(Provided entries begins)

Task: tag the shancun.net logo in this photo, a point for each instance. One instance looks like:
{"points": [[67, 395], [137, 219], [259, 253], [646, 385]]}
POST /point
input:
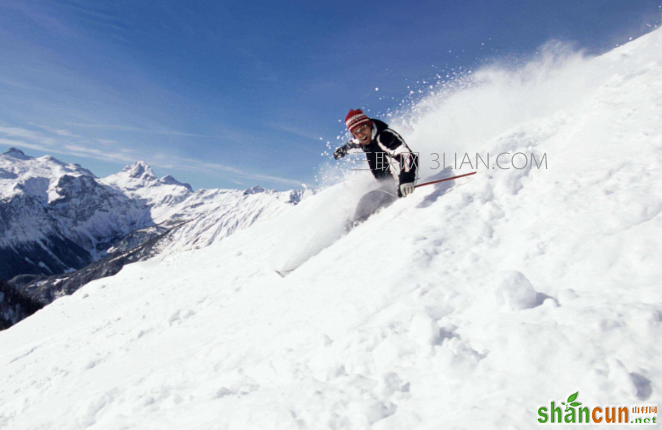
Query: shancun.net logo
{"points": [[575, 413]]}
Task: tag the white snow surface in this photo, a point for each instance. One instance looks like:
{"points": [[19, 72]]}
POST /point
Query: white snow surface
{"points": [[37, 177], [461, 309]]}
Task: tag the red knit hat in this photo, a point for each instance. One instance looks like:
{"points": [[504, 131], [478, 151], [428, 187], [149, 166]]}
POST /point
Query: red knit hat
{"points": [[356, 118]]}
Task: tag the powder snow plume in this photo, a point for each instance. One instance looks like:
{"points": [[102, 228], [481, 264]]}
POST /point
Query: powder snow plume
{"points": [[465, 305]]}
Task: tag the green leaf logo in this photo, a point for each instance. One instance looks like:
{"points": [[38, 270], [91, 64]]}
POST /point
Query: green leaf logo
{"points": [[573, 397]]}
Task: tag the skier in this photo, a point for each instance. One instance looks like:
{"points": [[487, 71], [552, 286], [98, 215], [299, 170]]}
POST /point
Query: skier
{"points": [[391, 161]]}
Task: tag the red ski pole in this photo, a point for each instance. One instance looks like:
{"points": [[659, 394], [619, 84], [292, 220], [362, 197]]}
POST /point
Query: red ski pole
{"points": [[446, 179]]}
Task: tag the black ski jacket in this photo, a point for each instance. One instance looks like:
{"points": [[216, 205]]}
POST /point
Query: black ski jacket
{"points": [[388, 155]]}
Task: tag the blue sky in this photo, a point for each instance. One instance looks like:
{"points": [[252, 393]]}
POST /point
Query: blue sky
{"points": [[233, 94]]}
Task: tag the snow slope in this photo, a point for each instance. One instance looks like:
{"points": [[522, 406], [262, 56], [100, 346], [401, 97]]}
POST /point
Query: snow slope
{"points": [[464, 307]]}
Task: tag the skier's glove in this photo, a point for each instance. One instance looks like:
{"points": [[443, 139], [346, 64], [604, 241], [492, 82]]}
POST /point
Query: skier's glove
{"points": [[340, 152], [406, 189]]}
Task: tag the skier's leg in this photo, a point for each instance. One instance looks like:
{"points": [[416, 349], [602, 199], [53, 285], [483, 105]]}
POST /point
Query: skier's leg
{"points": [[373, 201]]}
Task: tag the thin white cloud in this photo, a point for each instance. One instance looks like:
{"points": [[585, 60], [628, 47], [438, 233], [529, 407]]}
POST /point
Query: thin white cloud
{"points": [[120, 127], [294, 130], [27, 134]]}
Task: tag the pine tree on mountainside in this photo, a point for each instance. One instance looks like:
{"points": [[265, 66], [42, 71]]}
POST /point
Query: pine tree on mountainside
{"points": [[15, 305]]}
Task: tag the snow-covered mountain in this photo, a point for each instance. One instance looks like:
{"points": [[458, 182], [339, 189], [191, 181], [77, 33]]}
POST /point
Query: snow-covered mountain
{"points": [[466, 305], [57, 219]]}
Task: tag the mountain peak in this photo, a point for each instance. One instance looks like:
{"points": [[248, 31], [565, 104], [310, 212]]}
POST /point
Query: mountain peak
{"points": [[254, 190], [139, 169], [17, 153]]}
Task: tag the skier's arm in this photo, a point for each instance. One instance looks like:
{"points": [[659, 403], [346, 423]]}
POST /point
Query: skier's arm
{"points": [[343, 150], [395, 146]]}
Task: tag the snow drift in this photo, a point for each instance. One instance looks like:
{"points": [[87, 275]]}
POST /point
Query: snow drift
{"points": [[462, 308]]}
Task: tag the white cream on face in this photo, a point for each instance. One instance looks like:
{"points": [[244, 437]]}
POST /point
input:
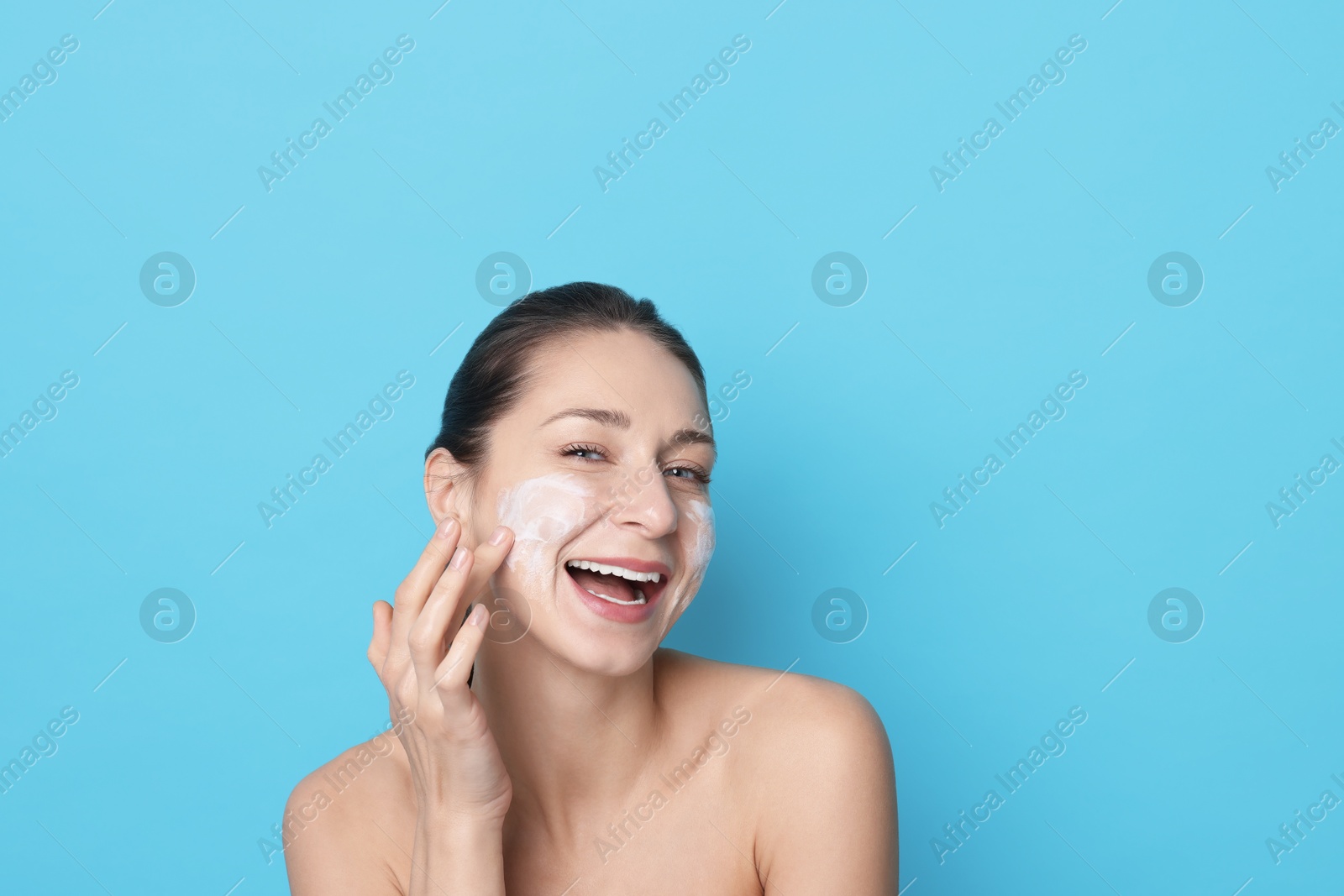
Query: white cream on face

(Provided entries ends)

Your task: Output the material verbatim, skipping the images.

Solution below:
Task: tag the shancun.net logo in this photo, a point for each instance. One instance looks like:
{"points": [[67, 395], [137, 219], [259, 253], [646, 385]]}
POST /point
input:
Query: shancun.net logo
{"points": [[575, 413]]}
Task: tag the white snow surface in this photo, a point for each instance. One instance looks like:
{"points": [[19, 72]]}
POST /point
Query: white snow surface
{"points": [[37, 177], [461, 309]]}
Task: tag the red knit hat in this photo, a point for each instance. One instance looks like:
{"points": [[504, 131], [478, 151], [428, 187], [149, 166]]}
POST /point
Query: red knit hat
{"points": [[356, 118]]}
Task: tag the powder snow plume in this photo, a point for each instance. One instance looks like:
{"points": [[102, 228], [481, 264]]}
POST /point
Query: powder snow plume
{"points": [[465, 305]]}
Task: tag the green leaf logo in this photo, a point for each instance. One instance looks like:
{"points": [[38, 270], [91, 64]]}
POST /point
Query: green leaf logo
{"points": [[573, 397]]}
Task: tag the skier in this photo, a point for each instance. One instance looks like:
{"points": [[487, 71], [552, 286], [98, 215], [299, 170]]}
POST /point
Query: skier
{"points": [[391, 161]]}
Task: tag the red ski pole in this photo, a point for each instance. One instance looks like:
{"points": [[659, 394], [619, 84], [292, 220], [362, 197]]}
POST /point
Query: red ski pole
{"points": [[446, 179]]}
Task: tag the black ski jacket in this photo, a point for each instance. One instance looks like:
{"points": [[216, 205]]}
POST /point
Query: black ski jacket
{"points": [[388, 155]]}
Task: tag the blue sky in this photo, a point for each instance. One instance looks like:
{"points": [[252, 393]]}
POST /point
Query: blue sky
{"points": [[233, 94]]}
Task: tag the snow slope in this photo, a point for each instance. One instance looks like:
{"points": [[522, 406], [262, 56], [100, 346], [401, 97]]}
POST /point
Query: snow slope
{"points": [[464, 307]]}
Task: tag the skier's glove in this photo, a point for each instance. One instance looks like:
{"points": [[443, 139], [346, 64], [604, 241], [492, 82]]}
POST /point
Query: skier's glove
{"points": [[340, 152], [406, 189]]}
Task: tag the skier's leg in this photo, a point for each instance. One instance looks like:
{"points": [[416, 349], [602, 199], [53, 285], [483, 105]]}
POST /point
Query: skier's leg
{"points": [[373, 201]]}
Task: tag the thin white cloud in this photo, a point for each instance. One instance looks like:
{"points": [[585, 60], [628, 47], [438, 233], [529, 407]]}
POST /point
Query: thin white cloud
{"points": [[120, 127], [294, 130], [27, 134]]}
Task: tag the pine tree on mountainside in this photo, a point for each instance. One instance looks like:
{"points": [[265, 66], [42, 71]]}
POST /point
Query: pine tree on mountainside
{"points": [[15, 305]]}
Task: tag the snow-covered mountain in this photo, a point for each instance. One instance looks like:
{"points": [[458, 182], [339, 189], [191, 181], [77, 33]]}
POST /point
Query: snow-covered mountain
{"points": [[466, 305], [57, 219]]}
Task: tag the mountain peak in this photo, a point for each instance. One instance looks like:
{"points": [[248, 31], [565, 104], [310, 212]]}
POST /point
Query: mountain peak
{"points": [[254, 190], [139, 169], [17, 153]]}
Task: tag the skier's arm in this photo, a point for each instance. One instance looks like:
{"points": [[659, 403], [346, 423]]}
POST /point
Query: skier's arm
{"points": [[343, 150], [395, 146]]}
Task: tag the snow drift in this photo, a point for each instance. One instance looks like:
{"points": [[87, 275]]}
POST /point
Query: snow drift
{"points": [[462, 308]]}
Task: tag the white cream on face in this photo, a point for each instance. One instance looks like:
{"points": [[244, 437]]}
POST /point
input:
Query: white cream on face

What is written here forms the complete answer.